━━━ Provided passage ━━━

The sense I get from this board is there’s an assumption that professionals have much more awareness of other teams remits, what they do and how they work and have the same level of training about different areas of SW as they have of their own. Obviously rightly so. Best practice dictates that they should.
I don't think best practice does dictate that a SW should have the same level of training across the board. SW covers everything from child protection, to addiction, domestic abuse, childcare and support, adoption and fostering, community care for mental health, community care for disability, community care for older people, criminal justice and protection of vulnerable adults. You seriously expect that they understand the intricacies of all of those teams and their roles and have the same level of training in each?
To take just one of those areas - child protect legislation has changed significantly in the last 7 years. In Scotland there have been 4 pieces of primary legislation, two sets of statutory guidance, one Supreme Court challenge which has impacted implementation of primary legislation and goodness knows how many significant case reviews relating to child deaths. A CP SW needs to know the impact of all of these changes in enough depth to practice. But your argument is that they should also keep up with changes in all other areas of SW too?
That's like saying a lawyer should know all the intricacies of criminal law, conveyancing, family law, commercial law etc etc. We don't expect that though, we go to a lawyer with specialist knowledge of the area we need because we recognise the dangers of inch deep, mile wide knowledge in practice.
Yes SW should be aware of related areas of work, e.g. Eg CP should be aware of how adoption and fostering teams work, be aware of how SW with children and disabilities work but to have the same level of knowledge across the board is as ridiculous as it is impossible.

━━━ Data supplied ━━━

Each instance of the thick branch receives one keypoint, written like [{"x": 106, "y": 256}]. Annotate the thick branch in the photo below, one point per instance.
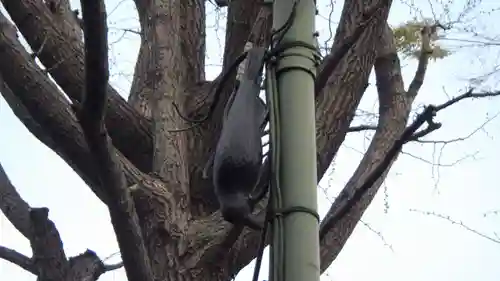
[
  {"x": 334, "y": 111},
  {"x": 37, "y": 102},
  {"x": 395, "y": 106},
  {"x": 62, "y": 55},
  {"x": 13, "y": 206},
  {"x": 120, "y": 203},
  {"x": 332, "y": 60},
  {"x": 48, "y": 252},
  {"x": 49, "y": 259},
  {"x": 18, "y": 259}
]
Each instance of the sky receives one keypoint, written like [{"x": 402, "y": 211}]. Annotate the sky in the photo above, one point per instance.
[{"x": 395, "y": 240}]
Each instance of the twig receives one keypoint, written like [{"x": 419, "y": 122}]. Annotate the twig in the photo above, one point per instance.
[
  {"x": 409, "y": 134},
  {"x": 17, "y": 259},
  {"x": 459, "y": 223},
  {"x": 91, "y": 116}
]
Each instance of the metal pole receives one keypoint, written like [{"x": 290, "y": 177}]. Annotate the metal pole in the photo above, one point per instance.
[{"x": 296, "y": 70}]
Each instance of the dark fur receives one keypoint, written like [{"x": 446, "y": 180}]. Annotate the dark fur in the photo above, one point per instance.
[{"x": 238, "y": 156}]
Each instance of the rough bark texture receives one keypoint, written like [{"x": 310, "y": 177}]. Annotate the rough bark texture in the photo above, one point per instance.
[{"x": 185, "y": 236}]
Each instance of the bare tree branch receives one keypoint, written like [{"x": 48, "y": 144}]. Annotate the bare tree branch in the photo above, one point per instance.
[
  {"x": 459, "y": 223},
  {"x": 333, "y": 60},
  {"x": 48, "y": 252},
  {"x": 394, "y": 109},
  {"x": 63, "y": 57},
  {"x": 91, "y": 115},
  {"x": 13, "y": 206},
  {"x": 18, "y": 259}
]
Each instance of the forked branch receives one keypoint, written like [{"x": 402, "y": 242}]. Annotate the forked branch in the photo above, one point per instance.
[
  {"x": 91, "y": 115},
  {"x": 408, "y": 135}
]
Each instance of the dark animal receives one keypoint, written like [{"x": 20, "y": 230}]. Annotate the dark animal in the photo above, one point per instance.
[{"x": 238, "y": 156}]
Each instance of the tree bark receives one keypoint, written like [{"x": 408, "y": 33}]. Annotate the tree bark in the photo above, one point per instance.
[{"x": 185, "y": 237}]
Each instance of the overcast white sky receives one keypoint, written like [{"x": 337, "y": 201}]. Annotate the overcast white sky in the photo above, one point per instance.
[{"x": 415, "y": 247}]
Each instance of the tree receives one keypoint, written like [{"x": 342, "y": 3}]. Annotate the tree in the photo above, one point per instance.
[{"x": 184, "y": 236}]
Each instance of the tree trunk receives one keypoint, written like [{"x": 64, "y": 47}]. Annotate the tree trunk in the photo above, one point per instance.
[{"x": 185, "y": 236}]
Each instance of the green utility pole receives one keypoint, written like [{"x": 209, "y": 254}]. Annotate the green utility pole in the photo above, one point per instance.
[{"x": 296, "y": 71}]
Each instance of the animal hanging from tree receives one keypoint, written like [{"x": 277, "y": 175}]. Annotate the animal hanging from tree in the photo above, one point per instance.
[{"x": 237, "y": 160}]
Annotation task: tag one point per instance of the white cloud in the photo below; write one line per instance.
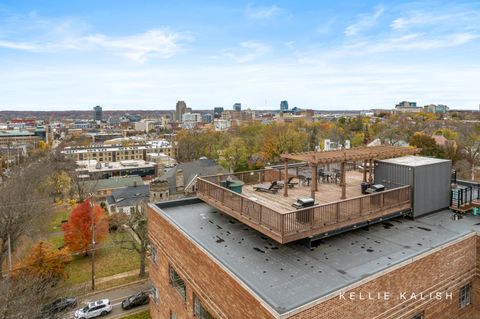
(247, 51)
(140, 47)
(365, 22)
(333, 86)
(261, 13)
(42, 35)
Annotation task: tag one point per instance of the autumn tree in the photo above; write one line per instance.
(23, 203)
(45, 261)
(135, 224)
(427, 143)
(469, 147)
(78, 229)
(236, 156)
(58, 184)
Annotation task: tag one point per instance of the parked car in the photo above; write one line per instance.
(57, 306)
(136, 300)
(94, 309)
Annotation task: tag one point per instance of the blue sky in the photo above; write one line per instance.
(316, 54)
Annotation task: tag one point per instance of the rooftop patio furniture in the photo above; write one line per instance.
(269, 188)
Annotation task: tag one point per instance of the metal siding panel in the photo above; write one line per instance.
(432, 188)
(430, 183)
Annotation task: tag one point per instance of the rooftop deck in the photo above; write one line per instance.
(327, 192)
(292, 275)
(273, 215)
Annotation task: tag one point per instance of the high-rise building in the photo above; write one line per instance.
(237, 107)
(207, 118)
(97, 113)
(181, 108)
(217, 112)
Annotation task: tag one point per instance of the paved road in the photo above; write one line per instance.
(116, 297)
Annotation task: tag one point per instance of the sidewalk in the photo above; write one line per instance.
(103, 280)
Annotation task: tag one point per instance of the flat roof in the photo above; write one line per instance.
(91, 165)
(414, 160)
(15, 133)
(292, 275)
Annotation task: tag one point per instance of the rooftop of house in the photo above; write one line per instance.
(129, 196)
(91, 165)
(414, 160)
(201, 167)
(291, 275)
(14, 133)
(114, 182)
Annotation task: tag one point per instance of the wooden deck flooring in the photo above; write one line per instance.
(327, 193)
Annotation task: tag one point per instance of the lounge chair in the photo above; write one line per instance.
(268, 188)
(289, 183)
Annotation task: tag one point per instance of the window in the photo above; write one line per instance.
(199, 311)
(465, 295)
(153, 250)
(177, 282)
(155, 294)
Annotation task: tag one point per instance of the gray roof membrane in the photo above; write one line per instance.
(291, 275)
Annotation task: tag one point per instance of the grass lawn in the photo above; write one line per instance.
(140, 315)
(109, 260)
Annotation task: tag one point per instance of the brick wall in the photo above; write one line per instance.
(223, 296)
(443, 271)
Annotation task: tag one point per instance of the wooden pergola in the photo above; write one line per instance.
(365, 154)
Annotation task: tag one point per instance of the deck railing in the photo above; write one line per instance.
(302, 223)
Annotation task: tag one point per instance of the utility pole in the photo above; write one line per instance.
(93, 242)
(9, 244)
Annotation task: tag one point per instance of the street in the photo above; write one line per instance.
(116, 297)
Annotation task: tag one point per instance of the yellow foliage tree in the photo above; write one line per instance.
(46, 261)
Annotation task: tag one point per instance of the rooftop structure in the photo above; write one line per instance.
(98, 170)
(290, 278)
(102, 185)
(125, 199)
(119, 152)
(97, 113)
(258, 203)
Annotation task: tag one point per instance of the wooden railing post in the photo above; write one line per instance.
(338, 211)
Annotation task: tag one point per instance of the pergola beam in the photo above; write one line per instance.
(351, 155)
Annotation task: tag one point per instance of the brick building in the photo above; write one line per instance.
(208, 263)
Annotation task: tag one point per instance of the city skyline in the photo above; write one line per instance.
(149, 55)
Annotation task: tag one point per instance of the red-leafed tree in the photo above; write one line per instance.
(78, 229)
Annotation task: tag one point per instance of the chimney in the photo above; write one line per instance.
(179, 182)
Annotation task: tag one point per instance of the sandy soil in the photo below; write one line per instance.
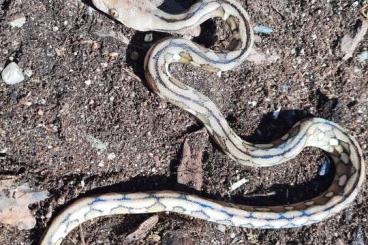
(83, 122)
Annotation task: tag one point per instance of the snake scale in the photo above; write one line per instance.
(342, 148)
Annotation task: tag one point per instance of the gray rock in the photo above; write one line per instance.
(12, 74)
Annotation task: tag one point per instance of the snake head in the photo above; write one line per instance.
(136, 14)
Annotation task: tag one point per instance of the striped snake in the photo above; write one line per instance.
(342, 148)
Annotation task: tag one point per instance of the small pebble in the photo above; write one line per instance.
(325, 168)
(18, 22)
(262, 29)
(148, 38)
(221, 228)
(111, 156)
(12, 74)
(276, 113)
(363, 56)
(28, 72)
(134, 55)
(358, 237)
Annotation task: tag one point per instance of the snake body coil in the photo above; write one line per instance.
(315, 132)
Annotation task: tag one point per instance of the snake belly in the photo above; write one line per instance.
(341, 147)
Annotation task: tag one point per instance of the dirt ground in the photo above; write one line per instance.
(84, 121)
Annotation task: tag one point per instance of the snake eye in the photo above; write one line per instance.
(113, 13)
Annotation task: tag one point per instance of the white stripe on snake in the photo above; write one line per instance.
(315, 132)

━━━

▸ **What to do**: Extend the post on social work specialization, continuing after its last sentence. The records are separate material and have no connection to the social work post.

▸ **Output below**:
I've been a child protection SW for 20 years and I'm bloody good at my job, it's one of the hardest, thankless jobs with limited resources and with very poor public understanding of what the job entails and the very real limits placed on us by law. In waitings situation it's entirely possible birth mum simply refused to meet with the SW, has been hospitalised or sectioned - but it would be inappropriate for her to say that and much easier to say "I've not caught up with them yet" than to say birth mum had disengaged, or is off taking drugs or whstever. And actually the reason for not seeing birth mum really isn't anyone's business. It's not the first time I've let someone think I've been inefficient to protect the dignity of a parent or family really struggling with the process.
Yes there are some SW who aren't that great, who struggle with aspects of their role and some who really need to be in another job. Most however get out of bed with the intention of doing their level best for families in whatever area they work in - some days that's easier to achieve than others.
Having been through the adoption process I can see why people get frustrated but the touchy feely, reflective, "hoop jumping" is driven by research and evidence of what helps adoptive parents to adjust and cope. It also helps SW assess whether folk have the capacity to adjust, to reflect on their way of being and make the changes that children might need them to and a day by day basis.
Yes there are always things SW can do better, of course there are, but not all are rubbish - the process is difficult because it is, the legalities are complex and very much drive what happens in practice.